And so, new bright golden and red gaillardias bloom again. Then we added gaillardias to the front door panels, and again to the sill of the studio deck, supporting the wrought-iron railings and their silhouetted native New Zealand bird, the pukeko.

We hear often how people enjoy seeing the “sunflowers”  each time they pass. Ok, no worries, the plant is a member of the sunflower family, and is also known as a blanket flower. We enjoy seeing it in the wild in our provincial parks and foothills’ roadsides. 

A Queen in time

The Queen’s special broadcast today brought back a vivid memory of my youth, a 67-year-old memory, the year of my 13th birthday. 

Today, we set aside a few minutes to see and hear the Queen’s Covid-19 address streamed on our iPad. 

This was a far, far different scene to the day I sat with my family, huddled round the household’s one radio, to hear her Christmas broadcast from Auckland, New Zealand. 

That broadcast had a sombre conclusion as not 24 hours earlier the country experienced its worst-ever rail disaster at Tangiwai, in the lower part of the North Island.

Just before midnight on Christmas Eve, a locomotive and carriages dived headlong into the river when a lahar flood knocked out the bridge piers. And 151 people perished. 

It was a tragic introduction to the country’s first visit by a reigning monarch. 

We received the appalling news on Christmas Day via the radio, that news link to the whole country as newspapers did not publish on Christmas Day. (Television did not arrive in the main centres until 1960.)

> [Source material]

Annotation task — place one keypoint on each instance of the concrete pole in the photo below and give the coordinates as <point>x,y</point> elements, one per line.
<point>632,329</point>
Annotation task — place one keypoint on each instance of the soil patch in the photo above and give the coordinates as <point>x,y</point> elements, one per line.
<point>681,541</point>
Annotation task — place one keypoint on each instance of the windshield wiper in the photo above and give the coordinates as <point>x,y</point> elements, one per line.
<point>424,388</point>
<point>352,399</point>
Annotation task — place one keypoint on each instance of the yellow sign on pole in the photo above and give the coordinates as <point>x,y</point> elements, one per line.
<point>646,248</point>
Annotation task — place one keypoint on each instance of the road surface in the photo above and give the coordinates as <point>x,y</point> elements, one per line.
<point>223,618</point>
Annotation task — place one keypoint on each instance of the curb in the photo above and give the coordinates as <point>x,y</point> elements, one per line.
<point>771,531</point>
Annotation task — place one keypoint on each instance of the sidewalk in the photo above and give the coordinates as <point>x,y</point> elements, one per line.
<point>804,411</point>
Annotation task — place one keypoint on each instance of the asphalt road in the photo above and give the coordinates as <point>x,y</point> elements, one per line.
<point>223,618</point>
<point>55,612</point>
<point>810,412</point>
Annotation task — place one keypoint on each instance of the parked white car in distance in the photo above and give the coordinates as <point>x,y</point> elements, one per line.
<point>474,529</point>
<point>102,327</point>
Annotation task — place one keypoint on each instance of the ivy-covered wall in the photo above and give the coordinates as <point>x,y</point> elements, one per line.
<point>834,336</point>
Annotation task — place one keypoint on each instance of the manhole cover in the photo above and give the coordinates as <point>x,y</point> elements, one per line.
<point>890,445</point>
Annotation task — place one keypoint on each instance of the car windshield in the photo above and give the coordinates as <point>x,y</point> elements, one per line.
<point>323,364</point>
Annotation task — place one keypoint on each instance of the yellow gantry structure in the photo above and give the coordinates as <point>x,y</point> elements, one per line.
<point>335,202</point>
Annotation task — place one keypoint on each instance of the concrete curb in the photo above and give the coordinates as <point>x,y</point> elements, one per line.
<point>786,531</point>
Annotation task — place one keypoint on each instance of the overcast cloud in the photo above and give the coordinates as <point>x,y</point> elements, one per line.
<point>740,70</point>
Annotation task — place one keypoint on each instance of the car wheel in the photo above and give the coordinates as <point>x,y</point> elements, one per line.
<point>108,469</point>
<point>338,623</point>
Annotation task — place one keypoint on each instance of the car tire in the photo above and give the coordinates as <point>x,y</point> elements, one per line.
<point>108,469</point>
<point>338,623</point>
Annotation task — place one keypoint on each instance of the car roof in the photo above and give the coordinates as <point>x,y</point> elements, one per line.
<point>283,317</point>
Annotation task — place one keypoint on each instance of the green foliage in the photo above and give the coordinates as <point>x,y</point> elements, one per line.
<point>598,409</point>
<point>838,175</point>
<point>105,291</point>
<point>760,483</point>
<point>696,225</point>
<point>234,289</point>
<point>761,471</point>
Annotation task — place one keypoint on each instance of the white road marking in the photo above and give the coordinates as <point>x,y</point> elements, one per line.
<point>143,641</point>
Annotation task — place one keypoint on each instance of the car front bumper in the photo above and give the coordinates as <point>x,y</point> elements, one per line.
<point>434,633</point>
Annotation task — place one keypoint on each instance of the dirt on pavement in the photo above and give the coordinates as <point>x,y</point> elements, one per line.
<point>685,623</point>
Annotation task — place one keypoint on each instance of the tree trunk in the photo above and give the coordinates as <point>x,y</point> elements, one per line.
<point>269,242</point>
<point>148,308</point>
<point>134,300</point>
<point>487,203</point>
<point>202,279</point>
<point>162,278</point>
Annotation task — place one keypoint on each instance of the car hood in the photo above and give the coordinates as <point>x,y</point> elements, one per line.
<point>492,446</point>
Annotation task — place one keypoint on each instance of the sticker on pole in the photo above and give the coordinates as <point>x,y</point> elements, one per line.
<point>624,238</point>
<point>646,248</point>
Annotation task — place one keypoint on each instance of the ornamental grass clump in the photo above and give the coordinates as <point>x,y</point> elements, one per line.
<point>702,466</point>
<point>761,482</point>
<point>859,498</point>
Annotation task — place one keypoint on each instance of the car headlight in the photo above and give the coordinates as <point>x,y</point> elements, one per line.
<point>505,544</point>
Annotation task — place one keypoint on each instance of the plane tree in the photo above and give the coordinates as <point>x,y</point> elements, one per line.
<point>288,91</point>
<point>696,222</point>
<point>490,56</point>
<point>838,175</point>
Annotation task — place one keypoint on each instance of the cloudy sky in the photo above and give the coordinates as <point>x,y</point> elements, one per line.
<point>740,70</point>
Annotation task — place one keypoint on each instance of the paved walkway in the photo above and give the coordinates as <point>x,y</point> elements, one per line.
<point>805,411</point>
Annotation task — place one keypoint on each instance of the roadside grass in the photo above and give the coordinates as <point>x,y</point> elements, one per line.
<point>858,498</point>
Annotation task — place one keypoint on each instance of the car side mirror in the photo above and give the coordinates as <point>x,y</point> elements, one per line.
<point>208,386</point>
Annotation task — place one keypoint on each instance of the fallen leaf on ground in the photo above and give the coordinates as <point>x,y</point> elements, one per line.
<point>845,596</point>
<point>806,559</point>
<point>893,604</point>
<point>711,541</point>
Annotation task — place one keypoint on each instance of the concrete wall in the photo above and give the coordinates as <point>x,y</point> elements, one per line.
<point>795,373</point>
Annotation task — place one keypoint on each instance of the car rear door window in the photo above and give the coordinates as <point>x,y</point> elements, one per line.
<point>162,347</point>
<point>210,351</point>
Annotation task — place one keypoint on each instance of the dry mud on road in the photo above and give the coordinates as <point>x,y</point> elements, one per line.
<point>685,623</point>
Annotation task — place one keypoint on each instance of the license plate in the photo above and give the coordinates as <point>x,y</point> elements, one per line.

> [Work task] Set down the passage of the text above from "Today, we set" to "151 people perished.", word for word.

> [Answer to this task]
Today, we set aside a few minutes to see and hear the Queen’s Covid-19 address streamed on our iPad. 

This was a far, far different scene to the day I sat with my family, huddled round the household’s one radio, to hear her Christmas broadcast from Auckland, New Zealand. 

That broadcast had a sombre conclusion as not 24 hours earlier the country experienced its worst-ever rail disaster at Tangiwai, in the lower part of the North Island.

Just before midnight on Christmas Eve, a locomotive and carriages dived headlong into the river when a lahar flood knocked out the bridge piers. And 151 people perished.